__Given passage__.

---------------

OxygenthiefexH · 23/03/2023 10:12

My neighbour actually called me out for this. “I’ve seen you with XXX. He’s married. You know he is. He’s here rather a lot isn’t he?” Etc.

I let him go on and then asked if he thought I looked like my “lover”? And it was a beautiful moment when he realised this was actually my brother, a builder. Not that it was any of the neighbour’s business, the nosy dick.

Soakitup37 · 23/03/2023 10:12

Ofgs! It could be anything, literally anything. They could be supporting each other in a bereavement or traumatic time, they could be having an affair, the couple might be having a break and seeing other people legitimately, she could be an old friend, relative, etc etc…. You seem to know an awful lot about everyone involved and yet nothing at all.

I don’t know why you’d post about this, it’s none of your business, you have no plans to “expose”
what you know and you almost seem giddy at being aware of it as a secret.

Eastie77Returns · 23/03/2023 10:22

Walterwhiteswifey · 23/03/2023 10:09

I have close male friends I go to coffee with, does that mean people think we are having an affair?

---------------

Stored items from a collection
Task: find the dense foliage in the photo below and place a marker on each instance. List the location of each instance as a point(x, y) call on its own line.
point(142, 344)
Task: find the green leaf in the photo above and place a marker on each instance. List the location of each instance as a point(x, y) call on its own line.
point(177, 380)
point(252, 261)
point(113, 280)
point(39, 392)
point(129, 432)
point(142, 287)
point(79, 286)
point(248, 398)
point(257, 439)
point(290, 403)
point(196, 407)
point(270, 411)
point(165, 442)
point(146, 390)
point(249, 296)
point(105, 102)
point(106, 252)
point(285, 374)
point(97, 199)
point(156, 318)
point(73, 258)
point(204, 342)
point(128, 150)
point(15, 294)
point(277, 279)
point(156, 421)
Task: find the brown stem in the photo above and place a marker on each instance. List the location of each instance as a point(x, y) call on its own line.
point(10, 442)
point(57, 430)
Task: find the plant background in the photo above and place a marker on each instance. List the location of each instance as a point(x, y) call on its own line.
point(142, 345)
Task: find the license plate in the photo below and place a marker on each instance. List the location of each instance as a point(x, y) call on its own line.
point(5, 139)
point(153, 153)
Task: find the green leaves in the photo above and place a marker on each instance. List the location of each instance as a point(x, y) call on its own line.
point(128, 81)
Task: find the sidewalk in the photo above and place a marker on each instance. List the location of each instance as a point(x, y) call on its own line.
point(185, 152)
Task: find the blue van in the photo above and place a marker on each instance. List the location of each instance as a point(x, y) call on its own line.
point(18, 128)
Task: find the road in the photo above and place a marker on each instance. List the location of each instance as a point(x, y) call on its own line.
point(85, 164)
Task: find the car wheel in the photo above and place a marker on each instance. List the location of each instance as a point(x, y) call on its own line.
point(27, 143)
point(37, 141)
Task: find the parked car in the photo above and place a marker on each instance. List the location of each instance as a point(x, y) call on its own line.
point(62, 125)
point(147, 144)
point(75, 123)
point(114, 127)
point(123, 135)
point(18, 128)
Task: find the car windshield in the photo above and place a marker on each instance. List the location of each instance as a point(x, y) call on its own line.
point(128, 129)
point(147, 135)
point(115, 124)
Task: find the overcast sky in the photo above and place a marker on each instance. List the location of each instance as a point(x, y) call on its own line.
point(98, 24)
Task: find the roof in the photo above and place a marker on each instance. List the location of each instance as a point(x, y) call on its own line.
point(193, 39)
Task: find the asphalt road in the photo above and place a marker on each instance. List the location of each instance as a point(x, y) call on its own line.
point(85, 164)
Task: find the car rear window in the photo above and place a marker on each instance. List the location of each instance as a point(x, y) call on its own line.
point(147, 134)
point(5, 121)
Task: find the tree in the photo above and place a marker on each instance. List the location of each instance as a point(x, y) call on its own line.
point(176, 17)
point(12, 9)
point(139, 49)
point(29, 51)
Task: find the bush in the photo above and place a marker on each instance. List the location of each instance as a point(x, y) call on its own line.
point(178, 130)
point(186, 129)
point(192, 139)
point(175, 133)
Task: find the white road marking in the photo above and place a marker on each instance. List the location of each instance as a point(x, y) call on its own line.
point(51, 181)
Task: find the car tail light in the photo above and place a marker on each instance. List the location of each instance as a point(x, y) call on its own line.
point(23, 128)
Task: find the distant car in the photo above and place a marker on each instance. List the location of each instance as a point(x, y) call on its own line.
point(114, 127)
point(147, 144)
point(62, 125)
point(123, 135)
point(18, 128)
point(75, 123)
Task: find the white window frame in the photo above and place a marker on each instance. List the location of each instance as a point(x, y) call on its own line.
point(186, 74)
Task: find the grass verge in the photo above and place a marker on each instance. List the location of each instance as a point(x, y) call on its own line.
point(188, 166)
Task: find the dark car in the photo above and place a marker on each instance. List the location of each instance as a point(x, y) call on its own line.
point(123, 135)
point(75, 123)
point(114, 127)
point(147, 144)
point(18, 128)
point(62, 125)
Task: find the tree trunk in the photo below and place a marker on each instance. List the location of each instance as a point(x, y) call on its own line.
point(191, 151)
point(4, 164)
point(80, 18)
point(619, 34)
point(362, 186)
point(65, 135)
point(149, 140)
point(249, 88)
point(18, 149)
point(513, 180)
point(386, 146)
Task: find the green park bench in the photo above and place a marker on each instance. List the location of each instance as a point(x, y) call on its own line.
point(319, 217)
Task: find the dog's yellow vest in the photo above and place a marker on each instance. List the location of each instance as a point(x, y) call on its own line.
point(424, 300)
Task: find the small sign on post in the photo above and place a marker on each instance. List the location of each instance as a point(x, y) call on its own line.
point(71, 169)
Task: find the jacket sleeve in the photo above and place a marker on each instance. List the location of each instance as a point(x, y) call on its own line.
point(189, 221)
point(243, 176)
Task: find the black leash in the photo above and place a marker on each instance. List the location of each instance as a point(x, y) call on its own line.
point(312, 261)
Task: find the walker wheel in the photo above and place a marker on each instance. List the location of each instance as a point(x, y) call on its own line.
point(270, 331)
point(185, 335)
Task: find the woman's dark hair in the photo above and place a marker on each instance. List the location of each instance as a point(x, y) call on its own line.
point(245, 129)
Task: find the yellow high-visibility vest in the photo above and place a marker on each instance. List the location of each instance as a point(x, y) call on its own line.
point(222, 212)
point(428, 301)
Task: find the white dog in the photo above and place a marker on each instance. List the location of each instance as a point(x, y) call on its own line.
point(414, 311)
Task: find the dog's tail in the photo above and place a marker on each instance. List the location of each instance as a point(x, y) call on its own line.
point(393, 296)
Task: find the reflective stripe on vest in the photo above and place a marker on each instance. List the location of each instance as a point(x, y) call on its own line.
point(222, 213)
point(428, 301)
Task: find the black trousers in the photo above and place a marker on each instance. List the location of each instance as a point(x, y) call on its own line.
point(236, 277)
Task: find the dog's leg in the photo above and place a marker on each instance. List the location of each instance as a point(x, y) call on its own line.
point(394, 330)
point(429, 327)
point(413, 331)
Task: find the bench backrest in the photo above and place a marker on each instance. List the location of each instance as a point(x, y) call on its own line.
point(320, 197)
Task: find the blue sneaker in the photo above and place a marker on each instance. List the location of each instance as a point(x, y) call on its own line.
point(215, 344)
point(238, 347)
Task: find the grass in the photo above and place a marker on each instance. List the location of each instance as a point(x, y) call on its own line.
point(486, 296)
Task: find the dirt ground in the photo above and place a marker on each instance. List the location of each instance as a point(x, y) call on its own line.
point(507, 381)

---------------

__Exercise requirements__.
1. Answer these questions on the forum thread:
(a) According to OxygenthiefexH, who was the man the neighbour asked about?
(b) What does Soakitup37 say the original poster has no plans to do with what they know?
(c) Who does Walterwhiteswifey say they go to coffee with?
2. Collect every line of the listing that contains the string "vest". Case counts.

__Responses for each task__.
1.
(a) OxygenthiefexH's brother, a builder.
(b) To "expose" it.
(c) Close male friends.

2.
Task: find the dog's yellow vest in the photo above and place a marker on each instance. List the location of each instance as a point(x, y) call on its own line.
Task: find the yellow high-visibility vest in the photo above and place a marker on each instance. List the location of each instance as a point(x, y) call on its own line.
Task: find the reflective stripe on vest in the photo above and place a marker on each instance. List the location of each instance as a point(x, y) call on its own line.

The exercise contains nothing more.